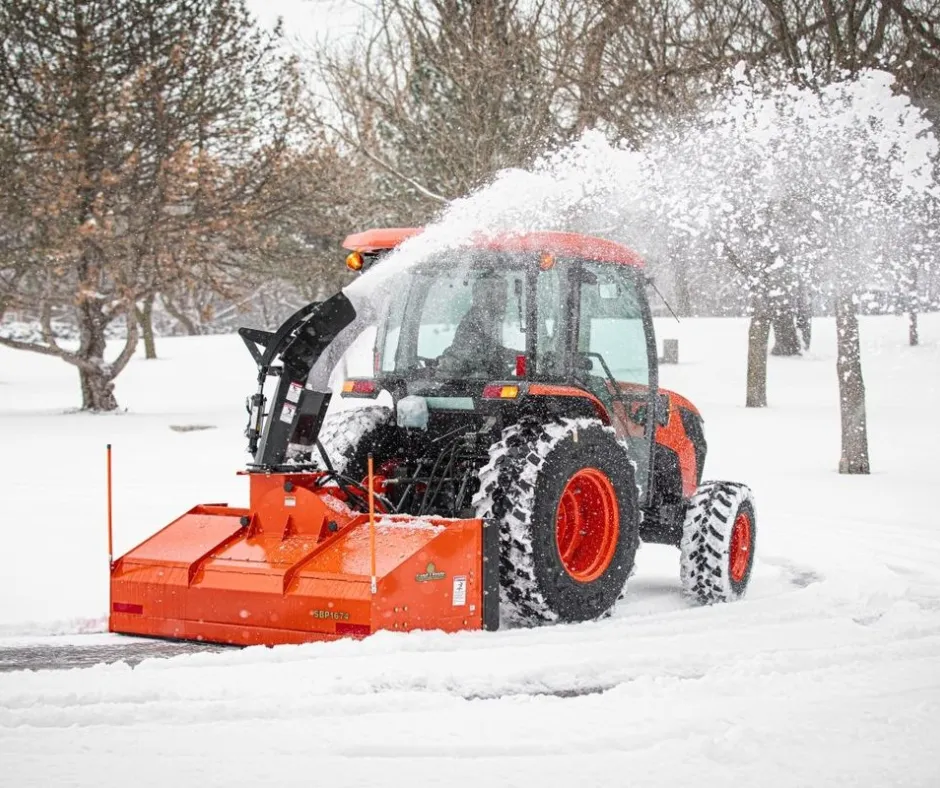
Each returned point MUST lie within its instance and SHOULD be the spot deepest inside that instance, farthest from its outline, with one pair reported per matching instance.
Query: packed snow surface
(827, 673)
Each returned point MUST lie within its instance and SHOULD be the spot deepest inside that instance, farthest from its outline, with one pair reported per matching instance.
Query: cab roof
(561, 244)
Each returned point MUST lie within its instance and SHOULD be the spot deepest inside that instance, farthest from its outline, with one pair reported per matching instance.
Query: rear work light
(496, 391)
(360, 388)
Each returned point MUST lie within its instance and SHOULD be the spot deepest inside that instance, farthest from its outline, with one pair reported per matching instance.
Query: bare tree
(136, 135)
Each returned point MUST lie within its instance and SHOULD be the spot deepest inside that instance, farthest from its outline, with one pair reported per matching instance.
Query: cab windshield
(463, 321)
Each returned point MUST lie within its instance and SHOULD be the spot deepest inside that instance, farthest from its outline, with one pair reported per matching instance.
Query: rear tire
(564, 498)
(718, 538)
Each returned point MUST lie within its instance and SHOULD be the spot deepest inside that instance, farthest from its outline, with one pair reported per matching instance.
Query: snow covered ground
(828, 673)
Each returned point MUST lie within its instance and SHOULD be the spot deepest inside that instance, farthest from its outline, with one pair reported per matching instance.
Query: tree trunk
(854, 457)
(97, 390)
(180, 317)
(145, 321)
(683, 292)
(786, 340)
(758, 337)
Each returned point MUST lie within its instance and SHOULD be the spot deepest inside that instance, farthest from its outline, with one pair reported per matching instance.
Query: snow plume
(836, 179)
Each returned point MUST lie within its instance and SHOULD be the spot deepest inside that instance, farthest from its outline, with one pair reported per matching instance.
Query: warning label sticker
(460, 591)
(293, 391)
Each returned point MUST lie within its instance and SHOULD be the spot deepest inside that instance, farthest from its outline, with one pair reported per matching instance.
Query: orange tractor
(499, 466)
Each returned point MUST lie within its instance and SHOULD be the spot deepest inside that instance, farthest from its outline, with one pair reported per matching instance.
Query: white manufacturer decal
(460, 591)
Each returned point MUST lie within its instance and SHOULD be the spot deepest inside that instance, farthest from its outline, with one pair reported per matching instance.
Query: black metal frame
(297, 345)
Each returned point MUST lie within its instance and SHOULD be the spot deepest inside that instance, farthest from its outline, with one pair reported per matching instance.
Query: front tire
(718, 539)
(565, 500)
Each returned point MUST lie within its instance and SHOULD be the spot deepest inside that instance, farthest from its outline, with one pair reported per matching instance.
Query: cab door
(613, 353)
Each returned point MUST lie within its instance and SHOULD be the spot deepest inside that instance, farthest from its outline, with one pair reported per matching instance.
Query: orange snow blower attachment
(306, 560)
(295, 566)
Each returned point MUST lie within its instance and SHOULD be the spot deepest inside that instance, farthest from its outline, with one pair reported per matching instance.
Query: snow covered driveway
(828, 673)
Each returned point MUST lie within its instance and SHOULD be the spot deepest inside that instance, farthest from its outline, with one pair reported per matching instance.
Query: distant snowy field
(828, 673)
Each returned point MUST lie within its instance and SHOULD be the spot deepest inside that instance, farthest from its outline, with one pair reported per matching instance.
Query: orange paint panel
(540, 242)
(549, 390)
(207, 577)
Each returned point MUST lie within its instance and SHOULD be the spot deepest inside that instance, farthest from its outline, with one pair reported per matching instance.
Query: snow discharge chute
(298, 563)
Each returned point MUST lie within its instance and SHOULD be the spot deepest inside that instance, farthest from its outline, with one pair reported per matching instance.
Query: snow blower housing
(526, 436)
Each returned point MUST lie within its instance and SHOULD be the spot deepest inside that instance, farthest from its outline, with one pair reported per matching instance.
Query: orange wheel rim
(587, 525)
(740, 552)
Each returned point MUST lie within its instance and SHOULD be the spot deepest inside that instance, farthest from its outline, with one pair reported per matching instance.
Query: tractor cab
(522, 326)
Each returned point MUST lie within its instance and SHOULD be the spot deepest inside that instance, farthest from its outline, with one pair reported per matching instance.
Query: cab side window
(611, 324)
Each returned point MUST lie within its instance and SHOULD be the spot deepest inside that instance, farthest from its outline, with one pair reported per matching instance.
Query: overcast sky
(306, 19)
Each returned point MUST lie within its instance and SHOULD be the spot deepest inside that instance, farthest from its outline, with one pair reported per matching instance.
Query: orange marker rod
_ _ _ _ _ _ _
— SHORT PROBLEM —
Gather every line in the rows above that contains the word "tractor", and copy each such line in full.

— FINAL RESULT —
Query: orange tractor
Query: tractor cab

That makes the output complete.